• **作業指示 A**
作業療法士の男女比についての文章によると、作業療法士全体で女性約61%、男性約39%という比率になっているのはなぜか。一から三文で説明しなさい。
• **作業指示 B**
作業療法士の男女比についての文章では、男性と女性の平均年収はそれぞれ約いくらとされているか。
• **作業指示 C**
作業療法士の男女比についての文章から、「作業療法士の養成校での男女比」で始まり「性中心の環境になっています。」で終わる部分を、両端の語句も含めてそのまま書き写しなさい。

• **演習用文章**
◇ ◇ ◇ ◇ ◇
具体的な数字で見ると、26~30歳では女性8,148人に対して男性4,642人ですが、46~50歳では女性3,658人に対して男性2,671人となっています。

出典:日本作業療法士協会「2023年度会員統計資料」

この現象は偶然ではありません。

女性作業療法士が年齢を重ねる過程で、男性に比べてより多く現場から離れていることを示しています。

これは、出産や育児といったライフイベントによって、女性の方がキャリアを中断せざるを得ない状況が多いことの証拠と考えられます。

養成校の時点で女性が多数派

この男女比は、実は養成校の段階で既に決まっています。

作業療法士養成校では女性約6割、男性約4割という比率が一般的で、国家試験でも同じような受験者構成になります。

国家試験の合格率は近年80~90%で推移しており、比較的高い合格率となっています(厚生労働省国家試験合格発表データより)。

作業療法士の養成校での男女比がそのまま女性約61%、男性約39%という比率に反映されているのが実情です。

次に、この男女比が実際の職場でどのような環境を作り出しているのか、そして働く人たちが直面している現実的な課題について見ていきましょう。

職場環境と給料の男女格差|管理職は男性中心の現実

作業療法士の男女比を見ると、女性が約6割を占めており、職場は女性中心の環境になっています。

そのため、従来の医療現場とは少し違った、柔らかい雰囲気が生まれているのも特徴です。

しかし、作業療法士の職場は女性が多いからといって、必ずしも女性にとって働きやすい環境が整っているとは限らないということが、最近の調査から明らかになってきました。

女性にとっての職場環境:理解はあるが昇進は難しい

女性が多数を占める職場では、確かにライフイベントへの理解は得られやすくなります。

産休・育休制度の利用率も高く、同僚の多くが女性なので「こどもが熱を出したので早退します」といった状況にも理解が得られやすいという声もあります。

ところが、深刻な問題も隠れています。

最も顕著なのが「管理職になれない問題」です。

作業療法士全体の約61%を女性が占めているにも関わらず、管理職や指導的な立場では男性が圧倒的に多くなります。

給料格差は年齢とともに拡大

この管理職比率の低さは、給料にも直結します。

平均年収を見ると、男性が約427万円に対し、女性は約396万円となっており、その差は約30万円にもなります(厚生労働省「賃金構造基本統計調査」に基づく分析)。

さらに問題なのは、この差がキャリアを重ねるごとに広がることです。

男性作業療法士:少数派ゆえの特別感と責任

男性が少数派の環境では、逆に重宝される面があります。

特に男性の患者さんからは「同性の作業療法士の方が話しやすい」という声が多く、精神科や高齢者施設では男性作業療法士への需要が高まっています。

また、数字で見ると管理職に昇進するチャンスが比較的多く、リーダーシップを発揮する機会も与えられやすい傾向があります。

ただし、これは男性の能力が特別高いからではなく、職場の構造的な問題によるものと考えられます。
◇ ◇ ◇ ◇ ◇
• **データ一覧**

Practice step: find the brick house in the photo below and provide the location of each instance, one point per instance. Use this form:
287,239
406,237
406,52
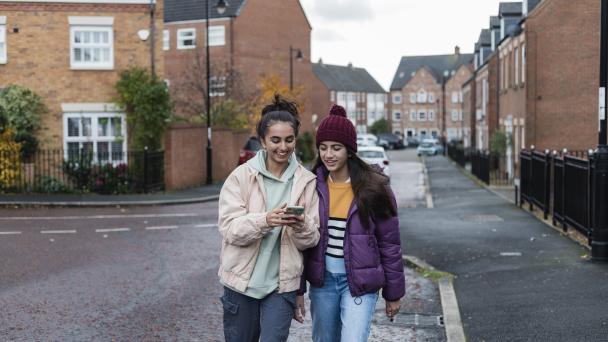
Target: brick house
249,41
420,88
562,74
353,88
71,54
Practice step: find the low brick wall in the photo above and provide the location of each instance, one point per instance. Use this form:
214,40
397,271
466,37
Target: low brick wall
186,154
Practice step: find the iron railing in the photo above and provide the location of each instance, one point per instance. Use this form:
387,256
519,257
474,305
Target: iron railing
82,171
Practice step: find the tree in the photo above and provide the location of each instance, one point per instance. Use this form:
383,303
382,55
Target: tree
380,126
148,106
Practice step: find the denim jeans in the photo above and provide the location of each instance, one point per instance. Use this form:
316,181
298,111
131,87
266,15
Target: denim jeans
338,316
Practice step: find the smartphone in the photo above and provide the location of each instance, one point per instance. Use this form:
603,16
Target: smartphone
294,210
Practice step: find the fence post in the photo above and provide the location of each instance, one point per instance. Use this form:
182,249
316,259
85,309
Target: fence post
146,169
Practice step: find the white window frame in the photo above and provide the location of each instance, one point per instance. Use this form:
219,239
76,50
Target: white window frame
397,98
95,138
166,40
83,65
3,44
217,35
181,39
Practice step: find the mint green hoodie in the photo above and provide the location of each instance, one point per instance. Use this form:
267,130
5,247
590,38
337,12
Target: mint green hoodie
265,277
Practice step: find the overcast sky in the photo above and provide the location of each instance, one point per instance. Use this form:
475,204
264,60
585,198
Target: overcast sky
375,34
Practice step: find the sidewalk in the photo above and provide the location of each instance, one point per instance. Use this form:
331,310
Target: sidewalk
516,278
193,195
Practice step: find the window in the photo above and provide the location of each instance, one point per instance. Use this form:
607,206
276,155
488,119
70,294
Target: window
217,86
217,35
421,115
454,97
166,40
100,136
516,56
397,98
2,40
523,63
186,39
91,47
421,97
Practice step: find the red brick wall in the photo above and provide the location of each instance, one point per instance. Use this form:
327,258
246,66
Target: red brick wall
39,55
562,44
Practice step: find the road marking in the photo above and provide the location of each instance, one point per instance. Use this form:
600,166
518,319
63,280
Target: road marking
510,254
161,227
208,225
28,218
58,231
110,230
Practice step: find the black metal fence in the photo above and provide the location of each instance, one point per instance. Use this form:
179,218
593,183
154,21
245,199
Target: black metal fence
560,184
82,171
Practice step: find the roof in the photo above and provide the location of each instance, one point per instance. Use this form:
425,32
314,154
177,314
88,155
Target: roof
485,37
183,10
510,8
346,78
435,64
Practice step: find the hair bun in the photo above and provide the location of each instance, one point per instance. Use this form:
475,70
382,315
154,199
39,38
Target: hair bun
337,110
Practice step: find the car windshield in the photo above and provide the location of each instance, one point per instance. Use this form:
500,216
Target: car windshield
370,154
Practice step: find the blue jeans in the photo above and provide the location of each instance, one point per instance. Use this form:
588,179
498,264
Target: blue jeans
338,316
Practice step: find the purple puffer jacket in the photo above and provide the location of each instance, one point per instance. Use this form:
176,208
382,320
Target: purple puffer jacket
372,257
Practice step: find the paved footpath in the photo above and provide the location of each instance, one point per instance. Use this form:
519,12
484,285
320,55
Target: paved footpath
517,279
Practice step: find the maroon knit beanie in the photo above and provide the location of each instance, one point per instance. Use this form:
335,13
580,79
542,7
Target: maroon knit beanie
337,127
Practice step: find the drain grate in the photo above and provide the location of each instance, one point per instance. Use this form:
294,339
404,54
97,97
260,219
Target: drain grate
415,320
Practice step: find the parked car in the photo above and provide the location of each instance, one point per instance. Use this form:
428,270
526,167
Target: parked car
374,155
366,139
392,141
252,146
429,147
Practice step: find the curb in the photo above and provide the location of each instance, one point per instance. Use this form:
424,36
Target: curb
84,204
449,304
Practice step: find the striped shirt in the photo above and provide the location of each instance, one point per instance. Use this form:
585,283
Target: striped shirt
337,228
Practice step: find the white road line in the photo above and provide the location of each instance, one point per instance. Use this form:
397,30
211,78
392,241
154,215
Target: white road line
161,227
209,225
110,230
58,231
28,218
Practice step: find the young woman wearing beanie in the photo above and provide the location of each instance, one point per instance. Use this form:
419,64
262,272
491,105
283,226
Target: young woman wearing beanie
359,252
261,260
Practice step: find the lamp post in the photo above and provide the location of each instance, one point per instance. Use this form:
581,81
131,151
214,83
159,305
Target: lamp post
221,8
599,241
299,58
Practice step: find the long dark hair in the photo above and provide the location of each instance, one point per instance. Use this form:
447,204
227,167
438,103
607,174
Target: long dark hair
371,189
280,110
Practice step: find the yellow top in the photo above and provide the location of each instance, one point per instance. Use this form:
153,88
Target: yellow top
340,198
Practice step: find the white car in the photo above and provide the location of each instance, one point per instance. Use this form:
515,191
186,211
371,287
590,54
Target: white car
366,140
374,155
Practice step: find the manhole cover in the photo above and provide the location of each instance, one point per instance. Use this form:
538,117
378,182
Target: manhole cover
482,218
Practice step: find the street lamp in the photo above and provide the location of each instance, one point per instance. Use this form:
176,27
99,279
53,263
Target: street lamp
221,8
299,58
599,241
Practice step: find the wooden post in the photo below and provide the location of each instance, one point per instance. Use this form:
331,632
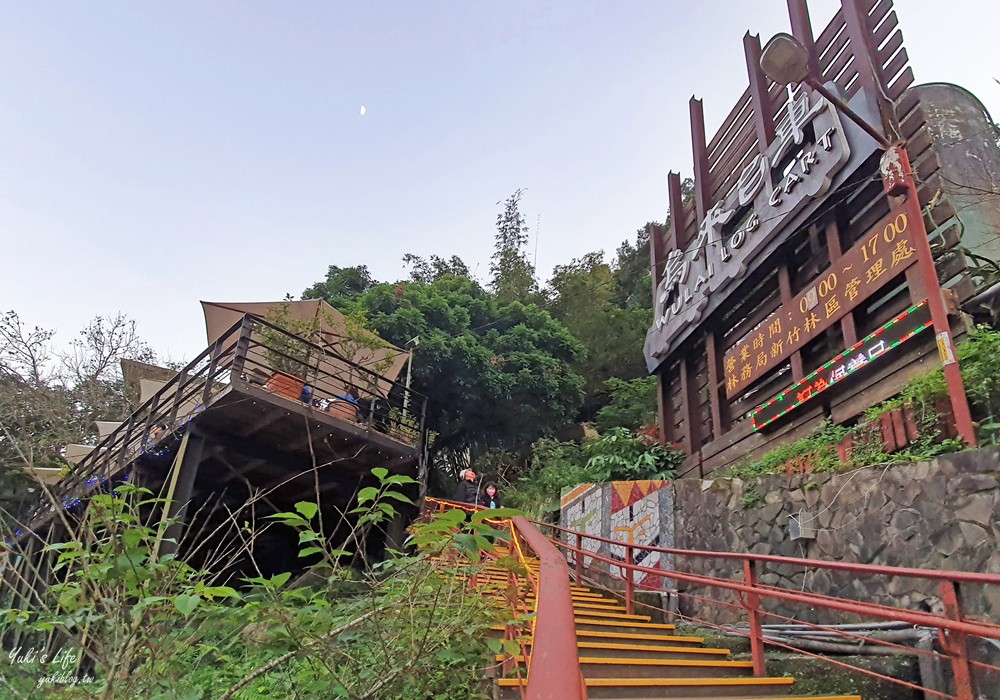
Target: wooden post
702,179
785,288
763,114
629,581
956,644
185,471
847,326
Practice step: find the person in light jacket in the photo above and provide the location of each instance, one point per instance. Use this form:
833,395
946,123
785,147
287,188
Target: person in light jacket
467,490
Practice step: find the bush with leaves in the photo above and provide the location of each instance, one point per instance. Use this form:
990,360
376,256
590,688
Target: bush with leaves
142,624
619,455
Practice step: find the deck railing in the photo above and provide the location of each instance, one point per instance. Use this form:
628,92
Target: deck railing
252,352
951,627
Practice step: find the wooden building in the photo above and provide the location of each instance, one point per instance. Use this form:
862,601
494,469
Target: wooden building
785,290
260,420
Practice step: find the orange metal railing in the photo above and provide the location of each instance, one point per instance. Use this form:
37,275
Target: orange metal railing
954,629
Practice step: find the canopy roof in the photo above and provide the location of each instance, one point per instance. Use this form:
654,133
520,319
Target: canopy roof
334,335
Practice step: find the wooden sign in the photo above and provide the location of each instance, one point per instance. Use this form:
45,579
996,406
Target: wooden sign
864,353
880,255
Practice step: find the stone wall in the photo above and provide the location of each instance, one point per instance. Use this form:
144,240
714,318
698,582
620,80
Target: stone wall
943,514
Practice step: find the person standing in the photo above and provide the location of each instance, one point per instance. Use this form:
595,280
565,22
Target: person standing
467,490
489,497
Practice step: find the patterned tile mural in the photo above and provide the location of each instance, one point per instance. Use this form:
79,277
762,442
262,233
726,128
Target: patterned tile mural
581,509
640,512
636,518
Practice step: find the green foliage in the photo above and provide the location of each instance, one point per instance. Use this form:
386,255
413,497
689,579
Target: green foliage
342,286
979,359
620,455
496,374
582,296
513,274
819,443
408,627
632,404
286,353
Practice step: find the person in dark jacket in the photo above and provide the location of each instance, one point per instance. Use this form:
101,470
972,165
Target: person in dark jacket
489,496
468,490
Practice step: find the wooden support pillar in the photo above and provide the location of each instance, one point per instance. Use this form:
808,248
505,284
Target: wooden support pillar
702,179
664,410
763,114
182,485
714,360
798,16
847,326
692,440
785,287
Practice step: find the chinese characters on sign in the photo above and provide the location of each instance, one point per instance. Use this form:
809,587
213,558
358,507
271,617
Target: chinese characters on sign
774,185
877,258
870,350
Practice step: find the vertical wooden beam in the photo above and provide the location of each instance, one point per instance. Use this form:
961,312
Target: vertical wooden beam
688,406
675,234
785,288
663,408
847,326
763,114
863,47
702,179
714,360
798,16
657,254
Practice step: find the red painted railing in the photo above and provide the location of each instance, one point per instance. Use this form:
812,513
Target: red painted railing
953,627
553,651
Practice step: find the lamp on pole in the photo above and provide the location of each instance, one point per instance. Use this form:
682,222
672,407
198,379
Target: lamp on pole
410,345
785,60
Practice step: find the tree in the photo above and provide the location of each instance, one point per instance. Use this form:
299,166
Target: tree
342,286
583,296
497,374
45,404
436,267
513,275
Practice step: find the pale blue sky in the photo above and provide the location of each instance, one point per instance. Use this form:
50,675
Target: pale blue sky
155,154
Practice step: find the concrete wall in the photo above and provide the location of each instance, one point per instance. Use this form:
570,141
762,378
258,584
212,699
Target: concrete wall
943,514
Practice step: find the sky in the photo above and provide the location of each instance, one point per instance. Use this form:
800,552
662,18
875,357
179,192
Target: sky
156,154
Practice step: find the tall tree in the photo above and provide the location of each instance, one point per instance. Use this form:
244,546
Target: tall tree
426,271
342,286
513,274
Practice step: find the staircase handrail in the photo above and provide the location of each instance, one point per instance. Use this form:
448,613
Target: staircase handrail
554,649
954,575
953,627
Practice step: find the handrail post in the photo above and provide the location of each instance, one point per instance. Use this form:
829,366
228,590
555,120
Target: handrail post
955,644
753,618
578,559
242,348
629,581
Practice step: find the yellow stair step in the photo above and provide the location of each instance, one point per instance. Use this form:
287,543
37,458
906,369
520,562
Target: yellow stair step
641,637
619,616
616,661
676,683
585,620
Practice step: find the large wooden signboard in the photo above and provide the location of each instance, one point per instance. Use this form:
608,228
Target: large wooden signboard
880,255
865,352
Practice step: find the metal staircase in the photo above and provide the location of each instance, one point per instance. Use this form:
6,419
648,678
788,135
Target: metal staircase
625,655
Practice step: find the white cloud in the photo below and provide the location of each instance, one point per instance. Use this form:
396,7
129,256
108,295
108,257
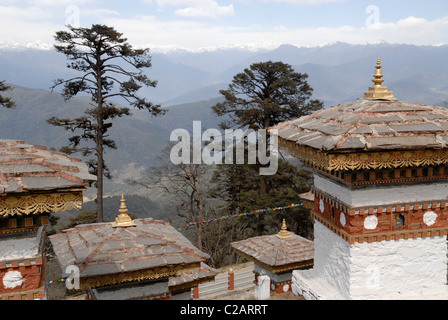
◇ ◇ ◇ ◇ ◇
• **解答 A**
作業療法士の男女比は、養成校の段階で既に決まっているためである。養成校では女性約6割、男性約4割という比率が一般的で、国家試験の受験者構成も同じようになる。その比率がそのまま作業療法士全体の男女比に反映されている。

• **解答 B**
男性が約427万円、女性が約396万円とされている。

• **解答 C**
作業療法士の養成校での男女比がそのまま女性約61%、男性約39%という比率に反映されているのが実情です。

次に、この男女比が実際の職場でどのような環境を作り出しているのか、そして働く人たちが直面している現実的な課題について見ていきましょう。

職場環境と給料の男女格差|管理職は男性中心の現実

作業療法士の男女比を見ると、女性が約6割を占めており、職場は女性中心の環境になっています。